Your answer should show every line of the material below that includes "beak".

◆ ◆ ◆ ◆ ◆

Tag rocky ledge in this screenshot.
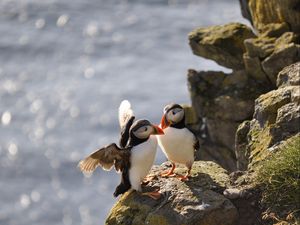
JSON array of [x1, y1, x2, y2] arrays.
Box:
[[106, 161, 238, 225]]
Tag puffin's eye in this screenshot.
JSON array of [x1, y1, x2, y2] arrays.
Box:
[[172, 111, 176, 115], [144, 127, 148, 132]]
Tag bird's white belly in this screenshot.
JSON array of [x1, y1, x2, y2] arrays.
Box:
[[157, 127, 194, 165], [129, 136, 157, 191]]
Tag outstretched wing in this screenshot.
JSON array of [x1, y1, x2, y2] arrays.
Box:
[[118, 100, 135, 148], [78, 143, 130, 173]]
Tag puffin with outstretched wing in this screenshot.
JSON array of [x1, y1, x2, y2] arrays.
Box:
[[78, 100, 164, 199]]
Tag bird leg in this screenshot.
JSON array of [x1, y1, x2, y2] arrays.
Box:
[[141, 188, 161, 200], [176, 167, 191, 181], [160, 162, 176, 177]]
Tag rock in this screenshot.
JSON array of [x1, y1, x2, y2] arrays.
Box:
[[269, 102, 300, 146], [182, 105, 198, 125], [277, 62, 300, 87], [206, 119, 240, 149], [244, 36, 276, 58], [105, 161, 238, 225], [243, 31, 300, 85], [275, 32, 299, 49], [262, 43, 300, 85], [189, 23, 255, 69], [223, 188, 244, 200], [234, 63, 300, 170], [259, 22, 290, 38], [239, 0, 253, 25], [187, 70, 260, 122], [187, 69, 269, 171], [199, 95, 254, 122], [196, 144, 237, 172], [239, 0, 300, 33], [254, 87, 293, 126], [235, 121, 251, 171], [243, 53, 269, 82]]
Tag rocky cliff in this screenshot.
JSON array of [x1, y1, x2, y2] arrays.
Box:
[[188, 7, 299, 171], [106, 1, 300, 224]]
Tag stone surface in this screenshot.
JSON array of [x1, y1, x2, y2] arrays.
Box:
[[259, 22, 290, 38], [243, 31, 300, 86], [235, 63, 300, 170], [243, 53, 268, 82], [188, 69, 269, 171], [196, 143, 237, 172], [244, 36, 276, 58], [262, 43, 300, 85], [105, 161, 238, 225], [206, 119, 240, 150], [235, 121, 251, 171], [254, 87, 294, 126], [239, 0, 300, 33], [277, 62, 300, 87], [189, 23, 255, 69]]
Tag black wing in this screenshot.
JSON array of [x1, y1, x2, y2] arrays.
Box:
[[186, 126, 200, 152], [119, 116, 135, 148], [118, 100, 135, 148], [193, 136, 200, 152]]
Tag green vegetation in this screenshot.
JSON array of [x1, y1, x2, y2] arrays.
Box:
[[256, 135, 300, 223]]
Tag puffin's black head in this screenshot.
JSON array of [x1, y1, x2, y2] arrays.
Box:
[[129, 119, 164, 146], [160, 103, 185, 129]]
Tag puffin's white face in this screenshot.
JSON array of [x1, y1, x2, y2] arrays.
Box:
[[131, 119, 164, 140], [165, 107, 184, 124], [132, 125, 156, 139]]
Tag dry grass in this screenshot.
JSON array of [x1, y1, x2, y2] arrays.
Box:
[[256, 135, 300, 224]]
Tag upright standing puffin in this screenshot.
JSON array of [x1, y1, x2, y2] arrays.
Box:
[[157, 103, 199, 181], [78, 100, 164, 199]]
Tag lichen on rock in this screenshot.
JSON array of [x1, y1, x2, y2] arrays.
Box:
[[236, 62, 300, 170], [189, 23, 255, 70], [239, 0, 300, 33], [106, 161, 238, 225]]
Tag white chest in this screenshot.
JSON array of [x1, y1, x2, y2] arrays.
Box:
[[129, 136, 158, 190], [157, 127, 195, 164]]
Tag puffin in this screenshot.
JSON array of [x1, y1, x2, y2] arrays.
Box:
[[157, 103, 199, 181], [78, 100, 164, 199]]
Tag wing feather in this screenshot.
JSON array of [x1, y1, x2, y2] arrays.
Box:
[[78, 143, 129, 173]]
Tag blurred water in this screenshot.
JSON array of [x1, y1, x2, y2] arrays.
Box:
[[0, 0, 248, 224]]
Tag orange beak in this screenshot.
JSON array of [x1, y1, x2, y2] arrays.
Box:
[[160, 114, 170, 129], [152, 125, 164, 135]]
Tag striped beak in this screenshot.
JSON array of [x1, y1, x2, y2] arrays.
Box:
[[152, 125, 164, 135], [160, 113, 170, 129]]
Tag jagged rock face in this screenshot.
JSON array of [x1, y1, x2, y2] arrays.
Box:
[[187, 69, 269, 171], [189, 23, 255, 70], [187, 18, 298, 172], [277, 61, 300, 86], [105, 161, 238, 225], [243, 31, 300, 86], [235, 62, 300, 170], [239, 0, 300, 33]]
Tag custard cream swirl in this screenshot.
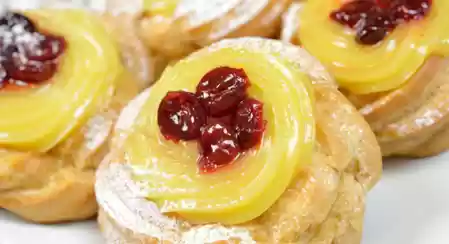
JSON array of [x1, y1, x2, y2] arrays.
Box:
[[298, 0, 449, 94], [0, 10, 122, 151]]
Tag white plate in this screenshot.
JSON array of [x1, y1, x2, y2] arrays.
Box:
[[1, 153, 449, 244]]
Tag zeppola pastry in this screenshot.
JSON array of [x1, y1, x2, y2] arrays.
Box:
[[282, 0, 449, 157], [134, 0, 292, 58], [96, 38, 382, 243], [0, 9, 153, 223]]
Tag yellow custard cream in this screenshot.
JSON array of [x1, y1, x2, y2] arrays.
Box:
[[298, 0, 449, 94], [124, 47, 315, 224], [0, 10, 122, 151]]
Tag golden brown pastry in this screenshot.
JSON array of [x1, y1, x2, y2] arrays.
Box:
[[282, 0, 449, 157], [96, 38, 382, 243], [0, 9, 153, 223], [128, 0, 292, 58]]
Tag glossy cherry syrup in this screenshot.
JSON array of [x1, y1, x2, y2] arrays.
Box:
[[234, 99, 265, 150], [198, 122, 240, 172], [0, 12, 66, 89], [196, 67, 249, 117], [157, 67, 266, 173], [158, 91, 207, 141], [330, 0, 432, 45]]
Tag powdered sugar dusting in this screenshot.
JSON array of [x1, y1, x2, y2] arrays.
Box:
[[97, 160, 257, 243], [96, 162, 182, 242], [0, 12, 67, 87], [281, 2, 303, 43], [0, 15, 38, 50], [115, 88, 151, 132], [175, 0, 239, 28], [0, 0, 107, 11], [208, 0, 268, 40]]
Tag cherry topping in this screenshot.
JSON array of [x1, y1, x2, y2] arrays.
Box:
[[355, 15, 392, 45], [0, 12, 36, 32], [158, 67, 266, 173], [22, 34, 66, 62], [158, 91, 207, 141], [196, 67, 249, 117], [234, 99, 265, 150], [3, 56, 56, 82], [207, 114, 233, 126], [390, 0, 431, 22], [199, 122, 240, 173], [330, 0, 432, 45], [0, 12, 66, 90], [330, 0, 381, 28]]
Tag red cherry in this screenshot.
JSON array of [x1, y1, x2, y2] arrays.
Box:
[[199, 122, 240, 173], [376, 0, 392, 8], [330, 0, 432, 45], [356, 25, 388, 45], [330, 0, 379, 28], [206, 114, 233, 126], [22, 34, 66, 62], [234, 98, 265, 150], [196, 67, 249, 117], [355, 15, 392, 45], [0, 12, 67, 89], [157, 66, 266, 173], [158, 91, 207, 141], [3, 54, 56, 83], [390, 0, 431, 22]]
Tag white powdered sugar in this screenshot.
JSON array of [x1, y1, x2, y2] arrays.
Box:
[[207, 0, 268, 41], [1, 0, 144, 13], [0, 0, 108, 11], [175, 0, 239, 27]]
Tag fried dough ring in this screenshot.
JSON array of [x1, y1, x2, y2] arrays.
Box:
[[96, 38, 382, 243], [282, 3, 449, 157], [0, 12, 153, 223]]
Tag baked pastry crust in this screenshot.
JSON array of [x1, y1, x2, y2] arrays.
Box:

◆ ◆ ◆ ◆ ◆

Result ▸
Tag orange beak in this screenshot.
Tag striped beak in this screenshot.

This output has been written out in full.